─── Lesetext
Die Geschlechter werden innerhalb dieses Teamwettbewerbes weiterhin unter ihresgleichen gegeneinander fechten. Die Mannschaften erhalten aber dennoch eine klar veränderte Charakteristik.
Die beiden nächsten Weltmeisterschaften im August 2002 in Lissabon und im September 2003 in Havanna werden jedoch nochmals nach dem bisherigen Muster ausgetragen, also mit jeweils sechs Einzel- und Team-Wettbewerben ausgetragen. Nach Havanna wird eine Serie von Teamweltcupturnieren für die Team-Olympiaqualifikationen massgebend sein. Am Ende jener Team-Weltcup-Saison (2003/2004) erhalten die vier erstklassierten Länder der einzelnen Disziplinen einen Olympia-Teamstartplatz in Athen.
Hablützel-Bürki hadert
Zusätzliche Startplätze werden via Kontinental-Qualifikationen verteilt, so dass es in Athen mindestens Team-Viertelfinals geben wird. "Das Ganze ist ein Rückwärtsschritt im Fechten. Es ist eine Benachteiligung der kleinen Nationen. Wir Schweizer zählen zwar leistungsmässig zu den grossen Ländern im Degenfechten, infrastrukturell und verbandstechnisch gesehen sind wir aber Zwerge", meint Gianna Hablützel-Bürki. "Ich weiss nicht, was durch den Mixed-Teamwettbewerb attraktiver werden soll. Ich denke, dass die grossen Nationen noch besser werden."
Gianna Hablützel-Bürki hegt keine grossen Solidaridäts-Gefühle gegenüber dem Frauensäbel, der trotz geringer WM-Erfahrung und weniger WM-Teilnehmerinnen im Vergleich zu den Frauendegen-Anfängen (WM-Premiere 1989, Olympia-Premiere 1996) im Schnellzugtempo olympisch wird: "Etwas böse ausgedrückt kämpfen diejenigen Frauen in dieser Disziplin, die im Florett und Degen keine Erfolgsaussichten besassen oder besitzen."
──────
─── Erfasste Daten
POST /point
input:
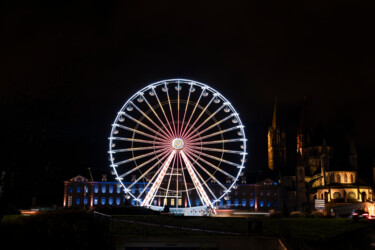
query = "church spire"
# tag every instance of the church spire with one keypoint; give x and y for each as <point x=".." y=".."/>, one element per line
<point x="274" y="113"/>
──────
▸ Deine Aufgaben:
A) Zähle alle Städte auf, die der Text über die Fecht-Wettbewerbe nennt.
B) Knüpfe an den Text über die Fecht-Wettbewerbe an und setze ihn nach seinem letzten Satz fort.

▸ Die Antworten:
A) Lissabon, Havanna, Athen

B)
Hablützel-Bürki will sich aber nicht grundsätzlich gegen Neuerungen wehren: "Man könnte doch vielmehr die von meinem Klubtrainer Hendryk Nielaba gemachte Erfindung einer Mischwaffe zwischen Florett und Degen pushen. Für Arm- und Bein-Treffer gibt einen Zähler, Kopf- und Rumpf-Touchen zählen zwei Punkte. So ist immer Action auf der Planche."
Hablützel-Bürki, Lamon und Romagnoli als interne Konkurrentinnen
Das Schweizer Team des Jahres 2000 mit Gianna Hablützel-Bürki, Diana Romagnoli und Sophie Lamon wird es im Jahre 2004 im olympischen Teamwettbewerb also nicht mehr geben. Dabei hatte die Ära des Schweizer Frauendegen-Teams mit Hablützel-Bürki, Diana Romagnoli und Sophie Lamon erst im Vorjahr an den Europameisterschaften mit Gold auf Madeira so ruhmreich begonnen und mit Olympia-Silber in Sydney sowie WM-Silber vor sechs Wochen in Nîmes eine erfolgreiche Fortsetzung gefunden.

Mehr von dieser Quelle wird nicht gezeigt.